Write out the data again in full, exactly as it reads.

-- Start of Data section --

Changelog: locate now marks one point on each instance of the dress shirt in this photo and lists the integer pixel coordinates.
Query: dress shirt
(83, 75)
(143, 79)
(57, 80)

-- End of Data section --

- [Result of this task]:
Changelog: locate now marks one point on each instance of the dress shirt in this photo and lists the integer pixel coordinates.
Query: dress shirt
(83, 75)
(143, 79)
(57, 80)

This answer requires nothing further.